— Data excerpts —
☆ ☆ ☆ ☆

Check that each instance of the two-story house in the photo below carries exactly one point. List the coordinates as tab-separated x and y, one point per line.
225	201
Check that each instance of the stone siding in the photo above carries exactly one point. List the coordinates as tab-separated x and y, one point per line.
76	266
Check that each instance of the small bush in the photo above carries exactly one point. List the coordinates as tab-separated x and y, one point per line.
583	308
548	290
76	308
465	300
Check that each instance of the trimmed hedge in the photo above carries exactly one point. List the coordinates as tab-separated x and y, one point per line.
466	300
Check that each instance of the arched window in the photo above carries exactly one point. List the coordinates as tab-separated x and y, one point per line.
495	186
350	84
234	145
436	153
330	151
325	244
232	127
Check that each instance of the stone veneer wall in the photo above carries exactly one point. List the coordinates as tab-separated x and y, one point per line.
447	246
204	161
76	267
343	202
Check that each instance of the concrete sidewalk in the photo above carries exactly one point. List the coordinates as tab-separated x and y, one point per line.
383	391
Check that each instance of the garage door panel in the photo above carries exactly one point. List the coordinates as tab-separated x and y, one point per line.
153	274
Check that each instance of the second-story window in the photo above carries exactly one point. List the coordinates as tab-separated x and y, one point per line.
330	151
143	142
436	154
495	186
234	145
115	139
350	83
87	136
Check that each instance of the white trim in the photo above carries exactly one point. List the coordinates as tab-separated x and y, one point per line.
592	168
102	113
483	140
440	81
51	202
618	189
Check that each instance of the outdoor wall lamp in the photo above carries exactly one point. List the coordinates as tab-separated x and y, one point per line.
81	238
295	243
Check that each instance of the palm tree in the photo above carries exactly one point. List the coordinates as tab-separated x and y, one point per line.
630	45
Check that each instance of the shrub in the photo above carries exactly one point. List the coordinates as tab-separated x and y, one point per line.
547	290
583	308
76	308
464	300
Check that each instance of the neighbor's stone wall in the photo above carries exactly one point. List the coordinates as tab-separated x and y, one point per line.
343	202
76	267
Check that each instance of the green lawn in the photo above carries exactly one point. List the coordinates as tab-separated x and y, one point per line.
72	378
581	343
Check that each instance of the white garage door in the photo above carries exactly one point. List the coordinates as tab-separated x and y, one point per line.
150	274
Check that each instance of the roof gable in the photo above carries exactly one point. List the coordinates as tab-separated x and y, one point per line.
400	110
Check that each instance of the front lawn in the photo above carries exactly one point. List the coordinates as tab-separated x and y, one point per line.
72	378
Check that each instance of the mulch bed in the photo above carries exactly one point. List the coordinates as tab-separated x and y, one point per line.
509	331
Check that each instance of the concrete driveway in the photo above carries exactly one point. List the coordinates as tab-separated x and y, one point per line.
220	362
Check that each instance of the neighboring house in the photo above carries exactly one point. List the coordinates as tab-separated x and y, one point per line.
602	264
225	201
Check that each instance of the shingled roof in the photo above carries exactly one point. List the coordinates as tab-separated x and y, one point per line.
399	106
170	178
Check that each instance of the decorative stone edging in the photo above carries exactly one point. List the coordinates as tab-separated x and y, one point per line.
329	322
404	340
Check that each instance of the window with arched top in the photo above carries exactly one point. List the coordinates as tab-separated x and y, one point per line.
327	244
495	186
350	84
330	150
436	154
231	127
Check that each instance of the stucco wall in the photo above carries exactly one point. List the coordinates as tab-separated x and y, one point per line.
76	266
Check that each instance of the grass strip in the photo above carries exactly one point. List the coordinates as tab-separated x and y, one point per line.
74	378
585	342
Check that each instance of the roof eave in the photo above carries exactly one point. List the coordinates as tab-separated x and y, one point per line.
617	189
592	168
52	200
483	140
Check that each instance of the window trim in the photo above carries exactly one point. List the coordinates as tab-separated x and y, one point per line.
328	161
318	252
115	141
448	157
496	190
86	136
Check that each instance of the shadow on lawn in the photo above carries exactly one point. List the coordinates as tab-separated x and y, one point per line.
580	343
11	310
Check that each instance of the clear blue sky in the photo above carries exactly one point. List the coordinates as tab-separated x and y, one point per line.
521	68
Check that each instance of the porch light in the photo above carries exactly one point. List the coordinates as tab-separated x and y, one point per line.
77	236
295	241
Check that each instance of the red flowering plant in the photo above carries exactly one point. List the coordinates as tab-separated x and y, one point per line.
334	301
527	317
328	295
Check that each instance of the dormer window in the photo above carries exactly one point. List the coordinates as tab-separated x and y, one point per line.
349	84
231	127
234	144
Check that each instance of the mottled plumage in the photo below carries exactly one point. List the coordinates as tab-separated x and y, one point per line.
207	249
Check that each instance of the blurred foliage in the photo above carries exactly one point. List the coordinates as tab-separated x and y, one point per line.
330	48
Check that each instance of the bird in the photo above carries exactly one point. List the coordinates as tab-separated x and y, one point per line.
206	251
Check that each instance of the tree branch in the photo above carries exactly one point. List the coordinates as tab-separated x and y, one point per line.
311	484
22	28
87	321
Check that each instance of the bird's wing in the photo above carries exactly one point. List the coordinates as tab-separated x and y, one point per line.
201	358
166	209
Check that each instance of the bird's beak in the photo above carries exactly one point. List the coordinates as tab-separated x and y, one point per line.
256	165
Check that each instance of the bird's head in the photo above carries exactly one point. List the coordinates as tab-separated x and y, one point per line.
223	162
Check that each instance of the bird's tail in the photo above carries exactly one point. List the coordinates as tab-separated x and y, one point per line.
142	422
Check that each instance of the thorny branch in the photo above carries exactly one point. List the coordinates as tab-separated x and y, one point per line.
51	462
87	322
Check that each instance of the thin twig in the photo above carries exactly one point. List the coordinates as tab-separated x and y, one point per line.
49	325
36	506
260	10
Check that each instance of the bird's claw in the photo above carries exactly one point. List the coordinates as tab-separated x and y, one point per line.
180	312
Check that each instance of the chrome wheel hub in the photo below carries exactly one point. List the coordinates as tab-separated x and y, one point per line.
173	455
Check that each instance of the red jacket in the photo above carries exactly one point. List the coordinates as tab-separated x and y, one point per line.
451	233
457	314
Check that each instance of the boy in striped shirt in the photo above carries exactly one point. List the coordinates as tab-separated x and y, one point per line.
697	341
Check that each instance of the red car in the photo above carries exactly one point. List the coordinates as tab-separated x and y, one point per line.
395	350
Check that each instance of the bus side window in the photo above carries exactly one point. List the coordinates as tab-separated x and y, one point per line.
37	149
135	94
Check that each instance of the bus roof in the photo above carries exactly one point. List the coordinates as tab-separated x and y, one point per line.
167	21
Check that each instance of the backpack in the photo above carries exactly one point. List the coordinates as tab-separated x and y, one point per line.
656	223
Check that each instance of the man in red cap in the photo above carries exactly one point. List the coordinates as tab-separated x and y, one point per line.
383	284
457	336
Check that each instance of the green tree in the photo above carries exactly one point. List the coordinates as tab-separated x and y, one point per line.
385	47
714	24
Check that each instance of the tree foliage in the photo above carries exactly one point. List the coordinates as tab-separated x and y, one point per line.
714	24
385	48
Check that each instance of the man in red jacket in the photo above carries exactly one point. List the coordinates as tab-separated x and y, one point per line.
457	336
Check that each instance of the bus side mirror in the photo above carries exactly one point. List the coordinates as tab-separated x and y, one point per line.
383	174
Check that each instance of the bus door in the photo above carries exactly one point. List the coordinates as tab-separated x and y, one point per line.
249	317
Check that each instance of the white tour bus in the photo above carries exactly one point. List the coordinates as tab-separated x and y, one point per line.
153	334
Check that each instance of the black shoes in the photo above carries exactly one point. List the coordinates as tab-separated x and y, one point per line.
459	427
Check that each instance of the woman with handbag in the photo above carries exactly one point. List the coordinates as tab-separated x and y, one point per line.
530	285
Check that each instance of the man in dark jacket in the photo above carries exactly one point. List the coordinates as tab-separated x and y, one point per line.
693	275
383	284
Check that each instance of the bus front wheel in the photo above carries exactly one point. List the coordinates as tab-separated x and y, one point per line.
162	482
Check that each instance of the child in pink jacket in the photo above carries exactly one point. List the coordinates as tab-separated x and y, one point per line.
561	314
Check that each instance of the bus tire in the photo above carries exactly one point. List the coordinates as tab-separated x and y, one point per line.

☆ ☆ ☆ ☆

— The task —
Please quote nothing but the lines from the line with "Check that each instance of the man in red cap" through the end of the data above, exactly as written, ends included.

— Your solution —
Check that each instance of the man in red cap in the photo above carries exactly one point. List the coordinates as tab-separated x and y, one point per line.
383	284
457	336
Check that each instance of the green tree in the photo above carries exactly one point. List the coordinates as tab-separated x and y, one point per line.
385	47
714	24
Check that each instance of the tree foliage in the photo above carries exactly one point. List the coordinates as tab-separated x and y, one point per line.
714	24
385	48
Check that each instance of the man in red jacket in the photo above carries exactly one point. List the coordinates as tab-separated x and y, one point per line.
457	336
Check that each instance of the bus side mirror in the photo above carries exactly one point. List the coordinates as tab-separated x and y, one point per line.
383	174
Check that each instance of the bus door in the photo above carries exactly one point. List the coordinates as tab-separated x and y, one point per line.
249	317
Check that each instance of the white tour bus in the photo above carries exactly one point. List the coordinates as tab-separated x and y, one point per line.
153	334
Check that each instance of the black shoes in the photo above carries exactly one point. List the coordinates as tab-separated x and y, one point per line.
459	427
Check that each instance of the woman with handbag in the photo above carries exactly one point. List the coordinates as tab-separated x and y, one point per line.
530	285
Check that each instance of the man in dark jacket in the photo above carries exactly one point. List the coordinates as tab-separated x and y, one point per line.
693	275
383	284
Check that each instance of the bus front wheel in the photo above carries exactly one point. List the coordinates as tab-separated x and y, one point per line.
162	482
Check that each instance of the child in pink jacket in the photo above carries exactly one point. List the coordinates as tab-separated x and y, one point per line.
561	314
Check that each instance of the bus tire in the photo above carries exactly one point. List the coordinates as tab-separated x and y, one point per line.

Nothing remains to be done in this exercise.